> Task set
1. List the buttons Heather98 says the online advice told her to press in the Chromebook recovery mode thread.
2. According to the Chromebook recovery mode thread, why does Heather98 not want to do the recovery process?
3. From the Chromebook recovery mode thread, return everything from "I had a similar" down to "still under warrantee.".

> Text extract
....

# Chromebook Recovery mode



## Heather98 (Oct 14, 2020)

I have an acer chromebook r11. It stopped charging which I later found out was the charger was broken but before I knew this I google 'what to do if chromebook wont charge' and followed the advice, part of which was to press esc, refresh and power buttons which brings up the message 'chrome OS is missing or damaged'. The end of the online advice said to turn on and off and it should be back to normal but turning off and back on and the message is still there. I do not need to recover my chromebook but I cant get off the message. I have tried pushing refresh and power but it's still there. I dont want to do the recovery process as I dont want to lose my files.


----------



## blues_harp28 (Jan 9, 2005)

Hi, is your Chromebook r11 still under warrantee?
Did you manage to solve the charging issue?

I had a similar 'chrome OS is missing or damaged' issue some time ago, in a HP Chromebook.
I also tried all suggestions online to restart/reset it. None of them worked. I had to return it to HP for them to fix it - it was still under warrantee.
If all of your data is saved to Google Drive, then that should be saved and can be accessed from any pc.

https://support.google.com/chromebook/answer/1080595


----------



## Heather98 (Oct 14, 2020)

blues_harp28 said:


> Hi, is your Chromebook r11 still under warrantee?
> Did you manage to solve the charging issue?

....

[Data extracted from a collection]
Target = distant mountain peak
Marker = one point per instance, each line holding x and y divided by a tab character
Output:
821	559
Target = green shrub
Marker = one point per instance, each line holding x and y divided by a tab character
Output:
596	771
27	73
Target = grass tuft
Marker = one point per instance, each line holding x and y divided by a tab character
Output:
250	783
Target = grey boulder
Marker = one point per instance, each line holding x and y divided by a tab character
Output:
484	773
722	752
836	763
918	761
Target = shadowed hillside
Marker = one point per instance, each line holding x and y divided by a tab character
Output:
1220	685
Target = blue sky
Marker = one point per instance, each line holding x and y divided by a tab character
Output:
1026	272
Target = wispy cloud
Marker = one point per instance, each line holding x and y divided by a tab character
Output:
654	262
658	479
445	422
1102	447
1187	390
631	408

....

> Solution set
1. esc, refresh, power

2. She doesn't want to lose her files.

3.
I had a similar 'chrome OS is missing or damaged' issue some time ago, in a HP Chromebook.
I also tried all suggestions online to restart/reset it. None of them worked. I had to return it to HP for them to fix it - it was still under warrantee.